▶
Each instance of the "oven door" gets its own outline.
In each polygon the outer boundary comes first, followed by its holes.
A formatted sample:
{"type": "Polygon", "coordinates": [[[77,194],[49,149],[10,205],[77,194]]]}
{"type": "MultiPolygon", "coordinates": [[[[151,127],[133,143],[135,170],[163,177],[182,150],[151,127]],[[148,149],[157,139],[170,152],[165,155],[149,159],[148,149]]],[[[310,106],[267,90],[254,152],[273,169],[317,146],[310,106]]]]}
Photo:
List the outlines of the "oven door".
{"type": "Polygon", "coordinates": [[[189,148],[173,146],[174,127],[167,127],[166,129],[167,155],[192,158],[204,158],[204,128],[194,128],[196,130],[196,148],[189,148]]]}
◀
Render every line of the records above as a Markdown table with the columns Row and Line, numbering the rows in order and omitting any blank lines.

| Row | Line |
|---|---|
| 1 | Each instance of the "oven door" gets its own outline. |
| 2 | In each polygon the outer boundary comes first, followed by its holes. |
| 3 | A formatted sample: |
| 4 | {"type": "Polygon", "coordinates": [[[77,194],[49,149],[10,205],[77,194]]]} |
| 5 | {"type": "MultiPolygon", "coordinates": [[[[151,127],[133,143],[135,170],[163,177],[182,150],[151,127]],[[148,149],[157,139],[170,152],[165,155],[149,159],[148,149]]],[[[310,106],[267,90],[254,152],[273,169],[317,146],[310,106]]]]} |
| 6 | Photo: |
| 7 | List the outlines of the "oven door". |
| 8 | {"type": "Polygon", "coordinates": [[[189,148],[173,146],[174,127],[167,127],[166,129],[167,155],[192,158],[204,158],[204,128],[194,128],[196,130],[196,148],[189,148]]]} |